## [Activity]
Answer these questions using the speech on accident insurance below.
1. Which company does the speaker say makes the destruction of our race easy and convenient?
2. What is the name of the insurance company the speaker promotes "by way of advertisement"?
3. How long ago did the speaker get the indigent man to insure with his company?

─── Excerpt

GENTLEMEN: I am glad, indeed, to assist in welcoming the distinguished guest of this occasion to a city whose fame as an insurance center has extended to all lands, and given us the name of being a quadruple band of brothers working sweetly hand in hand—the Colt's Arms Company making the destruction of our race easy and convenient, our life insurance citizens paying for the victims when they pass away, Mr. Batterson perpetuating their memory with his stately monuments, and our fire-insurance comrades taking care of their hereafter. I am glad to assist in welcoming our guest first, because he is an Englishman, and I owe a heavy debt of hospitality to certain of his fellow-countrymen; and secondly, because he is in sympathy with insurance and has been the means of making may other men cast their sympathies in the same direction.
Certainly there is no nobler field for human effort than the insurance line of business—especially accident insurance. Ever since I have been a director in an accident-insurance company I have felt that I am a better man. Life has seemed more precious. Accidents have assumed a kindlier aspect. Distressing special providences have lost half their horror. I look upon a cripple now with affectionate interest—as an advertisement. I do not seem to care for poetry any more. I do not care for politics—even agriculture does not excite me. But to me now there is a charm about a railway collision that is unspeakable.
There is nothing more beneficent than accident insurance. I have seen an entire family lifted out of poverty and into affluence by the simple boon of a broken leg. I have had people come to me on crutches, with tears in their eyes, to bless this beneficent institution. In all my experience of life, I have seen nothing so seraphic as the look that comes into a freshly mutilated man's face when he feels in his vest pocket with his remaining hand and finds his accident ticket all right. And I have seen nothing so sad as the look that came into another splintered customer's face when he found he couldn't collect on a wooden leg.
I will remark here, by way of advertisement, that that noble charity which we have named the HARTFORD ACCIDENT INSURANCE COMPANY—[The speaker is a director of the company named.]—is an institution which is peculiarly to be depended upon. A man is bound to prosper who gives it his custom.
No man can take out a policy in it and not get crippled before the year is out. Now there was one indigent man who had been disappointed so often with other companies that he had grown disheartened, his appetite left him, he ceased to smile—life was but a weariness. Three weeks ago I got him to insure with us, and now he is the brightest, happiest spirit in this land has a good steady income and a stylish suit of new bandages every day, and travels around on a shutter.
I will say, in conclusion, that my share of the welcome to our guest is none the less hearty because I talk so much nonsense, and I know that I can say the same for the rest of the speakers.

──────
─── Exercise data

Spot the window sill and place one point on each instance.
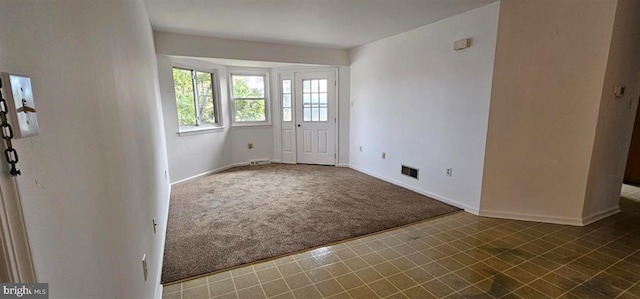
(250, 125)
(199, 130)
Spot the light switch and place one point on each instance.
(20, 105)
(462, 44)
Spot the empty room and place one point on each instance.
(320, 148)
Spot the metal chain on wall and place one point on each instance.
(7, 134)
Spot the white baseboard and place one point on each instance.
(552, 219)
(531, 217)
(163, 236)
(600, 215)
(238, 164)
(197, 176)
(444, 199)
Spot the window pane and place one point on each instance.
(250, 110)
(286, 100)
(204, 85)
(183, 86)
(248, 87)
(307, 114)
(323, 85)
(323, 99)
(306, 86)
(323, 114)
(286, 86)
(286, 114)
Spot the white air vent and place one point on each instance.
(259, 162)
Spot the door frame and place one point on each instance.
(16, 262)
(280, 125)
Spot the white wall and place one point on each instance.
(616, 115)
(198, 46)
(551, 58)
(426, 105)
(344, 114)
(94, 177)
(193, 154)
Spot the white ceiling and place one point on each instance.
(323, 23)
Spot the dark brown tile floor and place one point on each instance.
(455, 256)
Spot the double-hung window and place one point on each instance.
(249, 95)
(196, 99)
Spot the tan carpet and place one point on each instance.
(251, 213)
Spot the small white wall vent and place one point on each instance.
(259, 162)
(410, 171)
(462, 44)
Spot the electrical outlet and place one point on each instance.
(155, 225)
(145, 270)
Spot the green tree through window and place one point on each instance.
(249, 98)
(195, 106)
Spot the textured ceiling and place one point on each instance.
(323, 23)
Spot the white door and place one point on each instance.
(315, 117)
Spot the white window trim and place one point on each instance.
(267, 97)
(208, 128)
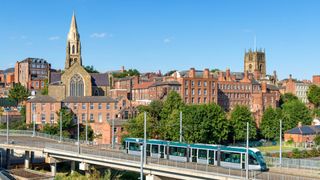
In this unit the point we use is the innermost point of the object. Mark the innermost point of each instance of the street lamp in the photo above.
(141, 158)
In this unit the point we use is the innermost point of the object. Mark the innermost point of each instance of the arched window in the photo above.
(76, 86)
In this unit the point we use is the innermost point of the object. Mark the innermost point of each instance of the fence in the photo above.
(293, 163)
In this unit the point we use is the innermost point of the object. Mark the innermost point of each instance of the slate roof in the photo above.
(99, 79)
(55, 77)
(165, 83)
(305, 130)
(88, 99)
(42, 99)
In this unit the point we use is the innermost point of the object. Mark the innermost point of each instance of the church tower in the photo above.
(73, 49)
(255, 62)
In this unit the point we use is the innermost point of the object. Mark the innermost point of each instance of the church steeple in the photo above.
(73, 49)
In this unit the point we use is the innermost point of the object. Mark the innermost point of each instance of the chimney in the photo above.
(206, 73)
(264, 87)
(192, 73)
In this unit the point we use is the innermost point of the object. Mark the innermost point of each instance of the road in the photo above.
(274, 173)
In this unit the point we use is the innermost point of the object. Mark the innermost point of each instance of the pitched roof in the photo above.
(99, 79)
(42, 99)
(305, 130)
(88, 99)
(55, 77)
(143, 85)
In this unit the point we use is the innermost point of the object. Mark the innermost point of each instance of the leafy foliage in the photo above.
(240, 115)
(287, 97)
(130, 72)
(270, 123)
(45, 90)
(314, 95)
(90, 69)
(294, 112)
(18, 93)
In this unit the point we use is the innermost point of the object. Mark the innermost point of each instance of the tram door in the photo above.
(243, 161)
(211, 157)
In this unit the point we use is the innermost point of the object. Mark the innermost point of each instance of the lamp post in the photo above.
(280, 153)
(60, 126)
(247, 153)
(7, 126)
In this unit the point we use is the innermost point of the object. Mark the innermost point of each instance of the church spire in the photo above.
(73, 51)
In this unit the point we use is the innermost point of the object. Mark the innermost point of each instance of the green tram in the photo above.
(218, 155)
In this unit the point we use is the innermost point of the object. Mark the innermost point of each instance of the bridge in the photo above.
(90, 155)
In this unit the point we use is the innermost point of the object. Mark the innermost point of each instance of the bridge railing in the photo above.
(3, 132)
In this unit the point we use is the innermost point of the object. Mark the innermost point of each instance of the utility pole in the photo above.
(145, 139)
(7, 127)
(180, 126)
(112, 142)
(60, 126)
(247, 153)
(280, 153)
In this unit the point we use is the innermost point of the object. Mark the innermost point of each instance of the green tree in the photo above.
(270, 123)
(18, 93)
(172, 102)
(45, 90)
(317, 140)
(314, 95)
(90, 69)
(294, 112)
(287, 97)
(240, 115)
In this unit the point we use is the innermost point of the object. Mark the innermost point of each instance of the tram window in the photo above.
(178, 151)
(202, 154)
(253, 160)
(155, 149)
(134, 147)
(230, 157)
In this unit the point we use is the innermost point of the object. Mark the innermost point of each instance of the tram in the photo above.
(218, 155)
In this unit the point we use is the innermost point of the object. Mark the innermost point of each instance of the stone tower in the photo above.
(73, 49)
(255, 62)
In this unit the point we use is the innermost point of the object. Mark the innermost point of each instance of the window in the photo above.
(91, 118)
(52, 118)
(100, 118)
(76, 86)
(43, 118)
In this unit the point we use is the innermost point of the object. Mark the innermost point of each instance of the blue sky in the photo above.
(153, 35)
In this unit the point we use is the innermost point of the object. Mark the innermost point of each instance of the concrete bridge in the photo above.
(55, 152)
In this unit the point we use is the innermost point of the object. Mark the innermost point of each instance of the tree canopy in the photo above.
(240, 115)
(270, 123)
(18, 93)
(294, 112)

──────

## [Response below]
1. The Colt's Arms Company.
2. The Hartford Accident Insurance Company.
3. Three weeks ago.